* ASSIGNMENT *
Once you find the line that contains "Where can the sofa armrest" in the entries below, give it again along with every following line, unchanged, through the final one.

(Collection entries)
-*-

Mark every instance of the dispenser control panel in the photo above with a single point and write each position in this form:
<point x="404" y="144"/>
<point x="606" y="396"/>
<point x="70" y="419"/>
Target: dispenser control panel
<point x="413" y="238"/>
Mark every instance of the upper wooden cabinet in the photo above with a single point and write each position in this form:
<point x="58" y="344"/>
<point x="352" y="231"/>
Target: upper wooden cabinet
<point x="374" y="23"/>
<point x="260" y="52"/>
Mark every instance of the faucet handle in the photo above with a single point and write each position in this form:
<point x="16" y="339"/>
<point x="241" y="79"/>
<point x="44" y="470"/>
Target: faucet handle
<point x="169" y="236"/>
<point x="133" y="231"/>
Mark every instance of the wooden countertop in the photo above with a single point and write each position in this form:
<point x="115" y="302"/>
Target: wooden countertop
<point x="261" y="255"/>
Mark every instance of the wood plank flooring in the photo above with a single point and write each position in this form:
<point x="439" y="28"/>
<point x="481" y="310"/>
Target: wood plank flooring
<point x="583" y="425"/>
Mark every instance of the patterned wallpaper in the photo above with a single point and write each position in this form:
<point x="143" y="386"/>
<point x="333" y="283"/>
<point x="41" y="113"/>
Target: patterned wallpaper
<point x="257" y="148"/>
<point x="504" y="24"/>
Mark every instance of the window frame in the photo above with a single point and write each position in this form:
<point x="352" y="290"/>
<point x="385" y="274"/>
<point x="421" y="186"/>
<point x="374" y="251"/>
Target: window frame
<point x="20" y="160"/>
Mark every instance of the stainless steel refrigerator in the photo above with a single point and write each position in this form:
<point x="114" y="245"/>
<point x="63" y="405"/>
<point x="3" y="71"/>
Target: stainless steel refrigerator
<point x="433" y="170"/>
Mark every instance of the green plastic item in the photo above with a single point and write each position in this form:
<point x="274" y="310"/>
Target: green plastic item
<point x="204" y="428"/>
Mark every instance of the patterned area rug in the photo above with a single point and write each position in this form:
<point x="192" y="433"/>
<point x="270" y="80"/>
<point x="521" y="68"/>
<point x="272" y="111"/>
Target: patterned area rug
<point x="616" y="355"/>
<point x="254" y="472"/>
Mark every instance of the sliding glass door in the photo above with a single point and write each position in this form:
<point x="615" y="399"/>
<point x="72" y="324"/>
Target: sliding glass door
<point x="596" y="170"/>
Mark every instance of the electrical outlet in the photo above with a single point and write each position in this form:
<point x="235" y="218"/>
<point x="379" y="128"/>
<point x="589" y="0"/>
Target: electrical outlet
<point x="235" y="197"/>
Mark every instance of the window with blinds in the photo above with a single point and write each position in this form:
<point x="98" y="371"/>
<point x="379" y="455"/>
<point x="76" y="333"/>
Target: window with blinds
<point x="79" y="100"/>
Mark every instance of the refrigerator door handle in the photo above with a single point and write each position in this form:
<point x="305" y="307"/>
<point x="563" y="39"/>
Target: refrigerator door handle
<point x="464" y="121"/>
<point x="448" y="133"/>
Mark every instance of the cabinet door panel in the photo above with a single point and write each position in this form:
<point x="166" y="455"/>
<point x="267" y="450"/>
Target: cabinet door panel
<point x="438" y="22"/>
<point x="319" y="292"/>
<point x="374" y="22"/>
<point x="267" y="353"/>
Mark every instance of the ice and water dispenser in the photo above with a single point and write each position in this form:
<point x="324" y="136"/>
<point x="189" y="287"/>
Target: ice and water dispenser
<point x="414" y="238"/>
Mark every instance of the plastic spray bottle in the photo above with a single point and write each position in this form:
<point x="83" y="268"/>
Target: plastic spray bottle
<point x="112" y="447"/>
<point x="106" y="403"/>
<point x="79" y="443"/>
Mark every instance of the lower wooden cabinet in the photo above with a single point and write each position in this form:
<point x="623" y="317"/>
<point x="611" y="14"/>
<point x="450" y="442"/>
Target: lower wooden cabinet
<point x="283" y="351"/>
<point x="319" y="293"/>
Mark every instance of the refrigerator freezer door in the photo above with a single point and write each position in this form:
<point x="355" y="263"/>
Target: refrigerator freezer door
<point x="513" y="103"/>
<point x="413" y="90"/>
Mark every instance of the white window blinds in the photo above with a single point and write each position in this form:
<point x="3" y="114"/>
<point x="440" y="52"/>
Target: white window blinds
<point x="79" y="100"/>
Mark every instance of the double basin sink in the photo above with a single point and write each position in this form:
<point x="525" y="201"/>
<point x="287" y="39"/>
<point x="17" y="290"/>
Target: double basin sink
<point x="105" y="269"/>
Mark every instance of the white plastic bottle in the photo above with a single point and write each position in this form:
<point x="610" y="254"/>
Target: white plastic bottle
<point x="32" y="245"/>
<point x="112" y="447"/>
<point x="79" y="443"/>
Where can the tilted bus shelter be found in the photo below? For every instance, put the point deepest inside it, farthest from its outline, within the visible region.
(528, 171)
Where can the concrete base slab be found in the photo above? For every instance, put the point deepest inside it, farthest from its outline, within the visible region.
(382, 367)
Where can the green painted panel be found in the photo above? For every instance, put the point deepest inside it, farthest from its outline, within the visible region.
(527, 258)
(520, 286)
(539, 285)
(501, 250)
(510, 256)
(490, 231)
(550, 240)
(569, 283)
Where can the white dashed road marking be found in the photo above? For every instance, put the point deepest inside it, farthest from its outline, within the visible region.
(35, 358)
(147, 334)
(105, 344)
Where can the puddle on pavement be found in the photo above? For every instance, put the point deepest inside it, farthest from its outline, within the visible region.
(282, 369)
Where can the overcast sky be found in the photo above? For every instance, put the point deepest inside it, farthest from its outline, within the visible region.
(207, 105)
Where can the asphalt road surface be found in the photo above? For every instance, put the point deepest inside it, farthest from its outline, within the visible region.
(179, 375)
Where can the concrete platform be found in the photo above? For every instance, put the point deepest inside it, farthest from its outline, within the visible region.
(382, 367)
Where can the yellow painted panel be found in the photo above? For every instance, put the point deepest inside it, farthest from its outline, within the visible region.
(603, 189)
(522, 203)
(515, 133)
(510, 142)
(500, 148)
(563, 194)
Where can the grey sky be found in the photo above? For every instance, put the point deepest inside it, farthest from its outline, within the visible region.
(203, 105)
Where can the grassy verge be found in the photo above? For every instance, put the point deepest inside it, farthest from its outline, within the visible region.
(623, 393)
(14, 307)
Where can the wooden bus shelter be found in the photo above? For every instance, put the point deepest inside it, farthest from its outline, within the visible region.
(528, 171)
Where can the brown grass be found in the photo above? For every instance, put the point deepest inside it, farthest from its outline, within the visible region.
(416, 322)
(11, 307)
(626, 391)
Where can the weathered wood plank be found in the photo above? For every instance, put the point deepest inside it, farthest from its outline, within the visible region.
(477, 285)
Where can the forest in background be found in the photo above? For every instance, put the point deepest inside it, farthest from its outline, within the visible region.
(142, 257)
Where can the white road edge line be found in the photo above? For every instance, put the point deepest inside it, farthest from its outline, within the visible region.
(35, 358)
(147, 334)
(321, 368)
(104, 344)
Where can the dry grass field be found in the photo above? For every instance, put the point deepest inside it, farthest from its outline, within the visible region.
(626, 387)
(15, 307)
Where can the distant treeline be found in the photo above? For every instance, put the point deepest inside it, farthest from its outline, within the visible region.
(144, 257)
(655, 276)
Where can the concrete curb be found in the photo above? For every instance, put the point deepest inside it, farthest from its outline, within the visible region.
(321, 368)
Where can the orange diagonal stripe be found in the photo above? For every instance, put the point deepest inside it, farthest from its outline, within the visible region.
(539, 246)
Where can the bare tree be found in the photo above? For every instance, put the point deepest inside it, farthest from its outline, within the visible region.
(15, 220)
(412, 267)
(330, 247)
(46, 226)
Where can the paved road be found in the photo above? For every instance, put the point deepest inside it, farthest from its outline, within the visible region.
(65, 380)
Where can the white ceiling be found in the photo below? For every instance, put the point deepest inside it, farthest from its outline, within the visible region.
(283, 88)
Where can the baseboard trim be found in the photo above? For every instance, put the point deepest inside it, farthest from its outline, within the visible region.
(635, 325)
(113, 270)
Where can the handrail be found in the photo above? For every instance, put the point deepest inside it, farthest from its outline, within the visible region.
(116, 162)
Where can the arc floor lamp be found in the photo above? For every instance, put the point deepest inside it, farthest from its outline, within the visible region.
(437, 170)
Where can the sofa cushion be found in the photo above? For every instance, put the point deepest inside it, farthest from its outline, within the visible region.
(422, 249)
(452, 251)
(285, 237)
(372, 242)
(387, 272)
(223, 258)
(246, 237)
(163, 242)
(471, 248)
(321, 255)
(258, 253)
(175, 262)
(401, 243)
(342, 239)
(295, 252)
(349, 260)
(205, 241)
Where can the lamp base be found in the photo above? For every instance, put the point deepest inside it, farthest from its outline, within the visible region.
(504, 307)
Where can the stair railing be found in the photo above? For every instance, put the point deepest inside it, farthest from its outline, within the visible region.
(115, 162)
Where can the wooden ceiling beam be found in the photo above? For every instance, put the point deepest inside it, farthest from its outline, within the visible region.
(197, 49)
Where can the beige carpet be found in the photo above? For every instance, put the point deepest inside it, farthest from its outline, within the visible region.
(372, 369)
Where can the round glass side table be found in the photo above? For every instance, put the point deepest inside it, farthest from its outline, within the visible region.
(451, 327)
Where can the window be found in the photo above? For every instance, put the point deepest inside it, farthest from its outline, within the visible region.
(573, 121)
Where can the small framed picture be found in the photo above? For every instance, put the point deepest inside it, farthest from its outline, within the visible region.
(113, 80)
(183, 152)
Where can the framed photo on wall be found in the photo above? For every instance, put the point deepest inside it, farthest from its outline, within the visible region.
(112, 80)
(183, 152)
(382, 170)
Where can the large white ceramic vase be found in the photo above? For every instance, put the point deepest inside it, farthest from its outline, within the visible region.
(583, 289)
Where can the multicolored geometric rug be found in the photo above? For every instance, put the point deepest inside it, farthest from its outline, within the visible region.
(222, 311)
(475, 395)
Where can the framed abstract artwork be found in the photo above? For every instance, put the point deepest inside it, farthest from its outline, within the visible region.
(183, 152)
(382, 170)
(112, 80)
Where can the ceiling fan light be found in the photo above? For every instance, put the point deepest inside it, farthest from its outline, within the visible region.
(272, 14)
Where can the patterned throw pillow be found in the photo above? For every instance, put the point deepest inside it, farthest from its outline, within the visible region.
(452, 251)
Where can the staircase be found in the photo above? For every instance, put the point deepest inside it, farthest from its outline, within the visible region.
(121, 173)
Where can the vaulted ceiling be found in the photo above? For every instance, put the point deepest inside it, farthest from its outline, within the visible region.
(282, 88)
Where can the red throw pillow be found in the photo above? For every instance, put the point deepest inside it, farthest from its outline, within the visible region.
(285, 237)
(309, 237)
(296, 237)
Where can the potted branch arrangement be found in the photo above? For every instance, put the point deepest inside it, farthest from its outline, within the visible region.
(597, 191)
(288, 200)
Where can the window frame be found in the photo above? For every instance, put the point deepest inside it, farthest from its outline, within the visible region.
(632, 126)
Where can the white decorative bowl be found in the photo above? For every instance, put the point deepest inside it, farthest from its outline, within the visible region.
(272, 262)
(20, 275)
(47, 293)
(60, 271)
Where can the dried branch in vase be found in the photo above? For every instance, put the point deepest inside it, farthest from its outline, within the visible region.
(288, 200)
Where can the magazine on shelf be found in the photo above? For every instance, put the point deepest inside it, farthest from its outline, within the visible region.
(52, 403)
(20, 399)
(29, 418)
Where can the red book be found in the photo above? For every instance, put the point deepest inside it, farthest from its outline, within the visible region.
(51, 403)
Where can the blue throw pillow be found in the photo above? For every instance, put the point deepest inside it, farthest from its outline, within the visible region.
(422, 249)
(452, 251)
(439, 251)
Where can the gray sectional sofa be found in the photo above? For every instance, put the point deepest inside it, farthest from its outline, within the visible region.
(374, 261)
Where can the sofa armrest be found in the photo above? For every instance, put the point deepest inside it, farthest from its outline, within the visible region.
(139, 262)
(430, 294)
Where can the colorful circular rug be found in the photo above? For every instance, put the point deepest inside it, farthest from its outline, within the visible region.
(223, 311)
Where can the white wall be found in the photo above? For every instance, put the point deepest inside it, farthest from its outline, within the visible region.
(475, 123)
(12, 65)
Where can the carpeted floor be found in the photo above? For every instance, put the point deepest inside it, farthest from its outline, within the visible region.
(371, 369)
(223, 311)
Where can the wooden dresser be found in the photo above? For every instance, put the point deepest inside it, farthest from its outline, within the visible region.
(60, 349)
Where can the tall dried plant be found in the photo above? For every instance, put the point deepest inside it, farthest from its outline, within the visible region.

-*-

* YOUR SOLUTION *
Where can the sofa armrest be found in the photo above? For every instance, put the point deepest inside it, farthest from its outline, within the visible region.
(139, 262)
(430, 294)
Where can the colorful circular rug be found in the photo above? For every instance, put the point deepest inside it, farthest from its outline, within the visible region.
(223, 311)
Where can the white wall be found in the photo above? For every instance, put the point deepest inside it, farthest from its outline, within the visible region.
(475, 123)
(12, 65)
Where can the carpeted floor be found in the photo above? For every instance, put the point deepest inside it, farthest from its outline, within the visible region.
(371, 369)
(223, 311)
Where can the wooden dresser be found in the photo above? For every instance, put the point deepest inside it, farthest from its outline, within the visible region.
(60, 349)
Where can the tall dried plant be found in the photo above? For every instance, put the point deepest inside it, farthest from its outline, within the visible region.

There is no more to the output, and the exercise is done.